## [TEXTO A LER]
*-*-*

Ora este facto era preocupante, uma vez que mencheviques e socialistas revolucionários tinham uma forte representatividade no Congresso Geral dos Sovietes que se reuniria em Petrogrado a 25 de Outubro, e que Lénine queria e acabaria por ignorar e, depois, destruir, mas também seriam, com toda a certeza, claramente maioritárias nas eleições da Constituinte marcadas para se iniciarem a 12 de Novembro.
Se é certo que, entre os acontecimentos revolucionários do início de Julho e o fracasso do golpe dirigido por Kornílov, Lénine se ocupou quase exclusivamente da redacção daquele que pensava vir a ser o seu testamento político – uma obra incompleta que passou à história como O Estado e a Revolução –, em Setembro deu de novo início a todo um trabalho que tinha como objectivo ultimar uma nova tentativa de assalto ao poder por parte dos bolcheviques. Com preocupações idênticas, Kámenev, e em certa medida, também Zinóviev, definiram uma estratégia alternativa que permitisse a chegada dos bolcheviques ao poder, mas com menos custos para todos, sobretudo quando comparada com que aquela defendida por Lénine e apoiada por outros ilustres dirigentes do partido.

*-*-*

## [INSTRUÇÃO 1]
Resuma em duas frases o texto sobre Lénine e os bolcheviques.
## [INSTRUÇÃO 2]
Traduza para inglês esta frase do texto sobre Lénine e os bolcheviques: "Com preocupações idênticas, Kámenev, e em certa medida, também Zinóviev, definiram uma estratégia alternativa que permitisse a chegada dos bolcheviques ao poder, mas com menos custos para todos, sobretudo quando comparada com que aquela defendida por Lénine e apoiada por outros ilustres dirigentes do partido."
## [INSTRUÇÃO 3]
Reproduza o trecho do texto sobre Lénine e os bolcheviques que começa em "Se é certo que, entre" e termina em "dirigentes do partido.".

## [LINHAS]
*-*-*

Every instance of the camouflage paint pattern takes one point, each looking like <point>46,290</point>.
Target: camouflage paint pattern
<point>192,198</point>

*-*-*

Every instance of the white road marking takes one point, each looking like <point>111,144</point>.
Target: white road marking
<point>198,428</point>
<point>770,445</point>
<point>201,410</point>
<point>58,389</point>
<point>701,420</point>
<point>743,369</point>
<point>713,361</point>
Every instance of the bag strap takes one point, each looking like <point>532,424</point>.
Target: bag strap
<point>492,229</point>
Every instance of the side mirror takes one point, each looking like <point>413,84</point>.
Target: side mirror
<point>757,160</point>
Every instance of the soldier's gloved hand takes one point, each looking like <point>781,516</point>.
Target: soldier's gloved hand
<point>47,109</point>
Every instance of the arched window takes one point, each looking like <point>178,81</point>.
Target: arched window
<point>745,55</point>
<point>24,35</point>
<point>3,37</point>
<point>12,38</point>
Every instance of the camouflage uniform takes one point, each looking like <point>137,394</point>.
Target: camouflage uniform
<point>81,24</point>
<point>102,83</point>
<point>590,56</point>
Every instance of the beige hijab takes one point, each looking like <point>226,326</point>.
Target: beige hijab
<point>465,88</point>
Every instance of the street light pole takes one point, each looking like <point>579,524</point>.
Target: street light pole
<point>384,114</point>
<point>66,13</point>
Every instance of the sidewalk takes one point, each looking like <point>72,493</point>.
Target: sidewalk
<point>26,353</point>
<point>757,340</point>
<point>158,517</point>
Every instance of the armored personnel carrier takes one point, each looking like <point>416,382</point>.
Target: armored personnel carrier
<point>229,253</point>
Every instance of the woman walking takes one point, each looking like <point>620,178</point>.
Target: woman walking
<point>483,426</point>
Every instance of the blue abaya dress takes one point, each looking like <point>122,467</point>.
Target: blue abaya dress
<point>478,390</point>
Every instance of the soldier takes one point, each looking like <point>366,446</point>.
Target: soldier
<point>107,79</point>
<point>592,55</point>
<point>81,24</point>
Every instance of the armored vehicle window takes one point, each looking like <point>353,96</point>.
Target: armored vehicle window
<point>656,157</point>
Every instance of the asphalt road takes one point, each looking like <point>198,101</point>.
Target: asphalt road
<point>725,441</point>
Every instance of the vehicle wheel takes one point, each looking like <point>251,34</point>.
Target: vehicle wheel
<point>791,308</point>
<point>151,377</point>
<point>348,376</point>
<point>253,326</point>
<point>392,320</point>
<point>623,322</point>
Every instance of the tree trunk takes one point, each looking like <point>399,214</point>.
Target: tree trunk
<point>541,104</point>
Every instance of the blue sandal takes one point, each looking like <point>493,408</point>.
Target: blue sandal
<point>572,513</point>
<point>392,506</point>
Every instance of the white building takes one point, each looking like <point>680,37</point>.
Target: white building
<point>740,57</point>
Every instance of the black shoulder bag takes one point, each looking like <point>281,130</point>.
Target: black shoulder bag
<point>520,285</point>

*-*-*

## [RESPOSTA COMPLETA 1]
Era preocupante que mencheviques e socialistas revolucionários tivessem forte representatividade no Congresso Geral dos Sovietes, que se reuniria em Petrogrado a 25 de Outubro, e que viessem a ser claramente maioritários nas eleições da Constituinte marcadas para 12 de Novembro. Depois de se ocupar quase só da redacção de O Estado e a Revolução entre os acontecimentos de Julho e o fracasso do golpe de Kornílov, Lénine retomou em Setembro a preparação de uma nova tentativa bolchevique de assalto ao poder, enquanto Kámenev e, em certa medida, Zinóviev definiam uma estratégia alternativa com menos custos para todos.

## [RESPOSTA COMPLETA 2]
With similar concerns, Kamenev, and to some extent Zinoviev as well, defined an alternative strategy that would allow the Bolsheviks to come to power, but at a lower cost for everyone, especially when compared with the one advocated by Lenin and supported by other distinguished party leaders.

## [RESPOSTA COMPLETA 3]
Se é certo que, entre os acontecimentos revolucionários do início de Julho e o fracasso do golpe dirigido por Kornílov, Lénine se ocupou quase exclusivamente da redacção daquele que pensava vir a ser o seu testamento político – uma obra incompleta que passou à história como O Estado e a Revolução –, em Setembro deu de novo início a todo um trabalho que tinha como objectivo ultimar uma nova tentativa de assalto ao poder por parte dos bolcheviques. Com preocupações idênticas, Kámenev, e em certa medida, também Zinóviev, definiram uma estratégia alternativa que permitisse a chegada dos bolcheviques ao poder, mas com menos custos para todos, sobretudo quando comparada com que aquela defendida por Lénine e apoiada por outros ilustres dirigentes do partido.